Retype the part of the entries that opens with the line containing "target: bridge" and closes with the line containing "M 171 105 L", including both of those lines, character for character.

> DATA LISTING:
___

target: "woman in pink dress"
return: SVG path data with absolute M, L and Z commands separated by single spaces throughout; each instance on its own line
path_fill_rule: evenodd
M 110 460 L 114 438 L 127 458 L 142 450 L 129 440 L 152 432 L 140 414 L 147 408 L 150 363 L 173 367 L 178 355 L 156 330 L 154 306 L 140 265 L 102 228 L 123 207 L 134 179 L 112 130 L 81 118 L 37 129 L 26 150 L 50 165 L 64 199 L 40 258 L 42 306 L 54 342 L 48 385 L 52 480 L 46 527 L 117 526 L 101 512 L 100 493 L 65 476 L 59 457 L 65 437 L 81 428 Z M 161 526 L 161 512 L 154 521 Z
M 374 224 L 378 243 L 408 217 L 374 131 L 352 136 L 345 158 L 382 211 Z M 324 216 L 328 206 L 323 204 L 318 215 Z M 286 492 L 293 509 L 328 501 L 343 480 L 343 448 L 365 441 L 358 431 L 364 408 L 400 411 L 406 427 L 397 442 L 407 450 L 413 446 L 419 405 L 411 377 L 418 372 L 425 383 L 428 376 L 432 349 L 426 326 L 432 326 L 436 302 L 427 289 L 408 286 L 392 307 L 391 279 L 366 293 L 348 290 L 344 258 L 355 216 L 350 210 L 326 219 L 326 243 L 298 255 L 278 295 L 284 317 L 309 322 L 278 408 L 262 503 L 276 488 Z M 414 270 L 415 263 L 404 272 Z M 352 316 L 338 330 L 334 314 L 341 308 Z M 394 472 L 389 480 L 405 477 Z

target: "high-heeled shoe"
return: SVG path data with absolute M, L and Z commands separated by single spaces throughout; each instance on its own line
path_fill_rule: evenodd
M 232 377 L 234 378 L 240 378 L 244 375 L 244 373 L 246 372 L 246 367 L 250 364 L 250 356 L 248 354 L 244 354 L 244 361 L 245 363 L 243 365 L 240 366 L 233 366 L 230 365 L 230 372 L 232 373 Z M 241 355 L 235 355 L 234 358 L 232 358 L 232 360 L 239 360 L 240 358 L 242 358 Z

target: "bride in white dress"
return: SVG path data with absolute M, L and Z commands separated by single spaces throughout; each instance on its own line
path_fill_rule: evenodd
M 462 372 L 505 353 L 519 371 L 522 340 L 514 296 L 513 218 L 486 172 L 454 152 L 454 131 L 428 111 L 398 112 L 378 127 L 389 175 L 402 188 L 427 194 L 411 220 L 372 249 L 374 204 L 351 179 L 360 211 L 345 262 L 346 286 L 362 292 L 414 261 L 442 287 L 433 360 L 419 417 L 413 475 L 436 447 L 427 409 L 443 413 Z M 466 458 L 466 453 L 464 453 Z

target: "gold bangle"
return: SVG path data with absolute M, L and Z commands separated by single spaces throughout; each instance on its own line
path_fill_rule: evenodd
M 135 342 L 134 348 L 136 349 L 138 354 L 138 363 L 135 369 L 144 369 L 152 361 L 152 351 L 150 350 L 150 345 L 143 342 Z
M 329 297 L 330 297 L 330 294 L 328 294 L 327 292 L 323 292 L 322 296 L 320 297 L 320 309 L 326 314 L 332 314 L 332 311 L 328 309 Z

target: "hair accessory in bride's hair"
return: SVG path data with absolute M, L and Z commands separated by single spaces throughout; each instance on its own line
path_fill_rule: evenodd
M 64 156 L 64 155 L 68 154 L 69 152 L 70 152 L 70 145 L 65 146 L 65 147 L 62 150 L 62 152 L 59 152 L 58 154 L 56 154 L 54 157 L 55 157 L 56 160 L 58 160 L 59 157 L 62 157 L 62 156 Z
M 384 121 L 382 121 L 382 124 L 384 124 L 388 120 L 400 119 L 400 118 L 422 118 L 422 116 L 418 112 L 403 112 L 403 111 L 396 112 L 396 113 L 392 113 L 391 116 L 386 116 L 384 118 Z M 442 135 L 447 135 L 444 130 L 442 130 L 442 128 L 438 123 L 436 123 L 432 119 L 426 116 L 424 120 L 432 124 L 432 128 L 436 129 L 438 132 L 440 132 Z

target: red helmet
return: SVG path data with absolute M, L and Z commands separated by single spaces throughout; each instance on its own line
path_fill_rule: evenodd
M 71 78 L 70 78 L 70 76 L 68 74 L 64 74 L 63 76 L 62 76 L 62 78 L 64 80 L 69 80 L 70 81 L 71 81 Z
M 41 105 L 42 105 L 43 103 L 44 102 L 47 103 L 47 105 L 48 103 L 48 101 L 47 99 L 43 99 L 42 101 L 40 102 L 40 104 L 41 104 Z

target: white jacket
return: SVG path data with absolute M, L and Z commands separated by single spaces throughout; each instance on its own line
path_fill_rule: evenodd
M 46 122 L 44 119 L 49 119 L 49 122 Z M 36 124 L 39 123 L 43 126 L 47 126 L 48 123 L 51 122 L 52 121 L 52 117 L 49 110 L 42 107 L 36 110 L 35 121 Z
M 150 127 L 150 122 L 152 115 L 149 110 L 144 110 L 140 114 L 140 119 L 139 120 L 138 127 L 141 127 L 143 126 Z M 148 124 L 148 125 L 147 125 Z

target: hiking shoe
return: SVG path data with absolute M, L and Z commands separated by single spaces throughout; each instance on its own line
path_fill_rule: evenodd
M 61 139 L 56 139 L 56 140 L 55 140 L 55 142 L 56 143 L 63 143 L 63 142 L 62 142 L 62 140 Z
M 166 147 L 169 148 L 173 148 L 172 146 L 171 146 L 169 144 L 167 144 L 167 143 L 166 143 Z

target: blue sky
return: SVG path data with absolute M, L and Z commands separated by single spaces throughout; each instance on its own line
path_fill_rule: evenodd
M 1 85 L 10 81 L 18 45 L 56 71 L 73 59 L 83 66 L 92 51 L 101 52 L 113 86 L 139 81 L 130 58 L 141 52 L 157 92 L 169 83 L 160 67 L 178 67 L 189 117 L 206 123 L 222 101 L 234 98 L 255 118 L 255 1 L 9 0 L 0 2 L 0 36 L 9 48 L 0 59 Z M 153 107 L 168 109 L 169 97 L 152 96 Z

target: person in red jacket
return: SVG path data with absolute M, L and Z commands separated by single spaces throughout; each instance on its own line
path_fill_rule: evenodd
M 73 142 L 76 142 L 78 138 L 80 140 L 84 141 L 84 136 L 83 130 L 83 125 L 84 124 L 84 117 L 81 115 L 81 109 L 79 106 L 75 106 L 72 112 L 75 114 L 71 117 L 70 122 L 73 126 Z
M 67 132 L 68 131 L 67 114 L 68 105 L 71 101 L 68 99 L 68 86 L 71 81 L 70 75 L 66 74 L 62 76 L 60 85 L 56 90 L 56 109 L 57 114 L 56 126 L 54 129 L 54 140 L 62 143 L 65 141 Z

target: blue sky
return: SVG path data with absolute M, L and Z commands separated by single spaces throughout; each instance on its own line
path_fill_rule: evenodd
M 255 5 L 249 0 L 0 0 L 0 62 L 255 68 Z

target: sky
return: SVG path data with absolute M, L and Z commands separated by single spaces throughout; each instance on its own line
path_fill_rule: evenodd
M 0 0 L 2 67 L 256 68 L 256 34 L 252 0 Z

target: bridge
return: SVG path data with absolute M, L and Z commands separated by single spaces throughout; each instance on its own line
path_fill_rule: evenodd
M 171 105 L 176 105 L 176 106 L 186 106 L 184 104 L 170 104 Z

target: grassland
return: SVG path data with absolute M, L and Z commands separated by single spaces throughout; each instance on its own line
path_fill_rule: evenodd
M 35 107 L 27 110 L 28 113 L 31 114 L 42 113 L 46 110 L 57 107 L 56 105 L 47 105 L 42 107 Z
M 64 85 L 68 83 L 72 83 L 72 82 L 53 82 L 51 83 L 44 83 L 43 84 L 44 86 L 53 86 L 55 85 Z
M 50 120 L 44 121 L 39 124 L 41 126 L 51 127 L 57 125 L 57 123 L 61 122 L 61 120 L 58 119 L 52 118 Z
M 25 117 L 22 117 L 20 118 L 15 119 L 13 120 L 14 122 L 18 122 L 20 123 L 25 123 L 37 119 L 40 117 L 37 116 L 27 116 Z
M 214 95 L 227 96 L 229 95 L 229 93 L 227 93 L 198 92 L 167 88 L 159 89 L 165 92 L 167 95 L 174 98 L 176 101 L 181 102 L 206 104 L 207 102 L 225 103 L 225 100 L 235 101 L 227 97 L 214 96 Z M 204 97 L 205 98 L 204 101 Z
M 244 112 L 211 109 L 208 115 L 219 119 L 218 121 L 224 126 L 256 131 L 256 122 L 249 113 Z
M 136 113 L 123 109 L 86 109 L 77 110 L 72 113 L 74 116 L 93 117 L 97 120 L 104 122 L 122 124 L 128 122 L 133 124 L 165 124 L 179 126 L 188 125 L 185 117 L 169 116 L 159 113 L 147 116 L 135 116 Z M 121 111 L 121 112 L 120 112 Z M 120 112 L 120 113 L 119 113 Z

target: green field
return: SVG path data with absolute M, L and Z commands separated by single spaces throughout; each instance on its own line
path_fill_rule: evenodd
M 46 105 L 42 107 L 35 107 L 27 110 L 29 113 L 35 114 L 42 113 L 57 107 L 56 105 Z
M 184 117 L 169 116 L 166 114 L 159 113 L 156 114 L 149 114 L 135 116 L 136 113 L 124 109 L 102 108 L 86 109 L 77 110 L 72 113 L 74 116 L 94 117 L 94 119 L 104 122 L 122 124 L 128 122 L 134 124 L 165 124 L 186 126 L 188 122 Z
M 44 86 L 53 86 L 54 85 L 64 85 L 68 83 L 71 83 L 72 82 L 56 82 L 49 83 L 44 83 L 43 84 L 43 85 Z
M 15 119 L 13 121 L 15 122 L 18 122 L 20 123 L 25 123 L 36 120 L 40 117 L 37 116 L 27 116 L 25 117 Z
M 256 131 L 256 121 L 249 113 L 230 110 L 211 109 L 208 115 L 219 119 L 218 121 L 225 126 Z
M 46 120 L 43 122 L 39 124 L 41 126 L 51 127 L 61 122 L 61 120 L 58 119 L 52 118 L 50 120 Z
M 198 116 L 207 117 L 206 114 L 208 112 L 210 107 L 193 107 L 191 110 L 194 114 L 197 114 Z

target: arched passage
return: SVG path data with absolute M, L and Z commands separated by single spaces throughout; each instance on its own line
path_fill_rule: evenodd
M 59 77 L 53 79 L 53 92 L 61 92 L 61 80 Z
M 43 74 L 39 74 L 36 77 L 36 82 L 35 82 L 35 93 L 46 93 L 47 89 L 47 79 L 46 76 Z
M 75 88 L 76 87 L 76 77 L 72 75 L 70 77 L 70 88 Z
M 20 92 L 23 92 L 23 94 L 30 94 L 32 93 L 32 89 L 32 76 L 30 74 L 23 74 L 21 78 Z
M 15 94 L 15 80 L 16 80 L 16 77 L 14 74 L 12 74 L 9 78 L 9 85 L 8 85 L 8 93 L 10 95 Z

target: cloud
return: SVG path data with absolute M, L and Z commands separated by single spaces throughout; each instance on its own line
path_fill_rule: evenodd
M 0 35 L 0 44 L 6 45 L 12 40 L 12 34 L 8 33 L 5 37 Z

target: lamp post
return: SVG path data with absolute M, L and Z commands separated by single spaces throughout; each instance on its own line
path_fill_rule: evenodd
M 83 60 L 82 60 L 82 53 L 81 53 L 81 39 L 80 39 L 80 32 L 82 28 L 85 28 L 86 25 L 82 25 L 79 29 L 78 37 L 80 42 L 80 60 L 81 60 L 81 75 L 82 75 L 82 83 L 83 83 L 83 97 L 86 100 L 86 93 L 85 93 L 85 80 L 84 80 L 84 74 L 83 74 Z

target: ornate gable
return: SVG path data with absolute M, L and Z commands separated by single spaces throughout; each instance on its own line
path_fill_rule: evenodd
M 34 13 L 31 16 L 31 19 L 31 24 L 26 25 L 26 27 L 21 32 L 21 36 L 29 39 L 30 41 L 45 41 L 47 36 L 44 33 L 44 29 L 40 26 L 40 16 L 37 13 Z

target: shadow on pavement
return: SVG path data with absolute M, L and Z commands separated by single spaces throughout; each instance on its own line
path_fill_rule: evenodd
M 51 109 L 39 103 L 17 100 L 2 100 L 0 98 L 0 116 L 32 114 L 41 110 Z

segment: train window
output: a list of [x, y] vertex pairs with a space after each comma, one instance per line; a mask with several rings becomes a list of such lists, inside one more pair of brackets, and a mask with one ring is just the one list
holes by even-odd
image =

___

> FINISHED EXERCISE:
target: bridge
return: SVG path data with absolute M, L and Z commands separated by single spaces throughout; each instance on its own line
path_fill_rule: evenodd
M 171 105 L 176 105 L 176 106 L 186 106 L 184 104 L 170 104 Z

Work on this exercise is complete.